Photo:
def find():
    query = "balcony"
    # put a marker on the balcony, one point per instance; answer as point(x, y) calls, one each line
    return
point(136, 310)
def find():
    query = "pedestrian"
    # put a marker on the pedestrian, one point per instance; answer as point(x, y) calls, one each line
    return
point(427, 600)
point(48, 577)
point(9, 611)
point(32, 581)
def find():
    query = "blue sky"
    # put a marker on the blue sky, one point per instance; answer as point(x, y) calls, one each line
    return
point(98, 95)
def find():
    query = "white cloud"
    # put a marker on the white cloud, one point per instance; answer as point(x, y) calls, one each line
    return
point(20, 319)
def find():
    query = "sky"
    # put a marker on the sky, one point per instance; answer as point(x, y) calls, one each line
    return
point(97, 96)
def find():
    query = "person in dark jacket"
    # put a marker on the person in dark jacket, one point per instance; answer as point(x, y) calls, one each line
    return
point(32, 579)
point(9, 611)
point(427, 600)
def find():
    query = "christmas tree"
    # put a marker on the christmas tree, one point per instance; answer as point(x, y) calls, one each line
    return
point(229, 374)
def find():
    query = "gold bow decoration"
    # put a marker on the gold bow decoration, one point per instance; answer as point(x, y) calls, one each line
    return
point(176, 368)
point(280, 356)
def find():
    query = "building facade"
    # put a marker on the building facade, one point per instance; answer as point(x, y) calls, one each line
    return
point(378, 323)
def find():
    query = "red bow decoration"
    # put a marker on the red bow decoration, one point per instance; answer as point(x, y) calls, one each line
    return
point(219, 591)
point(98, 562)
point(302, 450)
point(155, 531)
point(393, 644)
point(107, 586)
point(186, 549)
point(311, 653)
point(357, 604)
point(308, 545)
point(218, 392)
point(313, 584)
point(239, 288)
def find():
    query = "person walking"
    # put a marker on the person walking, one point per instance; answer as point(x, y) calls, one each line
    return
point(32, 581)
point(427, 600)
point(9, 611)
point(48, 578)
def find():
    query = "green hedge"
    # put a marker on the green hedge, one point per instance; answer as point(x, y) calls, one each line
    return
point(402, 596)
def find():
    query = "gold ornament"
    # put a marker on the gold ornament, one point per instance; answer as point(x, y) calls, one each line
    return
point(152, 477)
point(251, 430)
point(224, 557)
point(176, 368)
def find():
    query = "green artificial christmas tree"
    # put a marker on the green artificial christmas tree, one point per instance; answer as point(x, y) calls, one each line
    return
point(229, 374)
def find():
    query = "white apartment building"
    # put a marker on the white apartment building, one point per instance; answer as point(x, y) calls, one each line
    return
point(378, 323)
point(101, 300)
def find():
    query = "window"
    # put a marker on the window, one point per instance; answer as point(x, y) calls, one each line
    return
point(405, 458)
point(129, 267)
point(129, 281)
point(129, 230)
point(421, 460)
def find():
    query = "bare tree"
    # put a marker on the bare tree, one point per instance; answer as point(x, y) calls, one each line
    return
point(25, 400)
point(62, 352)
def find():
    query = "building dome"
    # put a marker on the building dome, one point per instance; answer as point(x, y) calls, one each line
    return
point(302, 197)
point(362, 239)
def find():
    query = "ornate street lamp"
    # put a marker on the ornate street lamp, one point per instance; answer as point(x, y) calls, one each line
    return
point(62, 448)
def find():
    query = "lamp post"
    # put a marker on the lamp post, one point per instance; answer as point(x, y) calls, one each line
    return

# [Directions]
For this task, please set down every entry exactly, with no line left out.

# [Your response]
Photo:
def find():
    query = "balcony"
    # put a marker on the balcony, one point per instance; answer as point(x, y) calls, one each line
    return
point(136, 310)
def find():
    query = "pedestrian"
    # put a marker on the pedestrian, one point per instance; answer as point(x, y) calls, one each line
    return
point(427, 600)
point(48, 577)
point(9, 611)
point(32, 581)
def find():
    query = "blue sky"
    # put a marker on the blue sky, one point per instance; answer as point(x, y) calls, one each line
    return
point(98, 95)
def find():
    query = "white cloud"
    # put a marker on the white cloud, one point per instance; answer as point(x, y) calls, one each line
    return
point(20, 319)
def find():
    query = "sky"
    # put a marker on the sky, one point per instance; answer as point(x, y) calls, one each line
    return
point(97, 96)
def find():
    query = "person in dark jacket"
    # put a marker on the person in dark jacket, one point per instance; answer as point(x, y) calls, one each line
    return
point(32, 579)
point(9, 611)
point(427, 600)
def find():
    query = "christmas tree"
    # put a marker on the christmas tree, one point per instance; answer as point(x, y) calls, one each line
    return
point(229, 374)
def find():
    query = "gold bow decoration"
    # put a marker on the gold bow decoration, one point per instance; answer as point(x, y) calls, one each line
    return
point(176, 368)
point(280, 356)
def find():
    query = "building facade"
    # put a marker on the building facade, one point per instance; answer as point(x, y) calls, one each line
    return
point(378, 323)
def find():
    query = "red bow decoration"
    # put a marker on the red bow decoration, one point per instance; answer as point(x, y) calls, one each line
    return
point(219, 591)
point(98, 562)
point(302, 450)
point(155, 531)
point(393, 644)
point(107, 586)
point(186, 549)
point(311, 653)
point(357, 604)
point(308, 545)
point(218, 392)
point(313, 584)
point(239, 288)
def find():
    query = "person walking"
    # put a marker on the person walking, one point per instance; answer as point(x, y) calls, one each line
    return
point(32, 581)
point(427, 600)
point(9, 611)
point(48, 578)
def find():
    query = "green hedge"
    # put a marker on the green hedge, one point per instance; answer as point(x, y) calls, one each line
    return
point(402, 596)
def find():
    query = "gold ornament"
    # put a marker on the gold ornament, one point per instance; answer as point(x, y) calls, one each line
    return
point(152, 477)
point(251, 430)
point(224, 557)
point(176, 368)
def find():
    query = "green artificial christmas tree"
    # put a marker on the green artificial christmas tree, one point per instance; answer as point(x, y) calls, one each line
    return
point(229, 374)
def find():
    query = "white apartment building"
    # put a marker on the white apartment building, one point per instance; answer as point(x, y) calls, one each line
    return
point(378, 323)
point(101, 300)
def find():
    query = "window"
    # put a marker on the window, one point per instance; answer as point(x, y) calls, one each line
    return
point(405, 458)
point(129, 267)
point(129, 281)
point(129, 230)
point(421, 460)
def find():
    query = "bare tree"
    # put a marker on the bare tree, one point per instance; answer as point(x, y) calls, one each line
    return
point(25, 400)
point(62, 352)
def find():
    query = "building dome"
    # put a marker on the building dome, one point per instance; answer as point(x, y) calls, one each line
    return
point(302, 197)
point(362, 239)
def find():
    query = "ornate street lamp"
    # put a marker on the ornate street lamp, one point per instance; answer as point(x, y) calls, one each line
    return
point(62, 448)
def find():
    query = "lamp post"
    # put a marker on the lamp post, one point per instance; answer as point(x, y) calls, one each line
    return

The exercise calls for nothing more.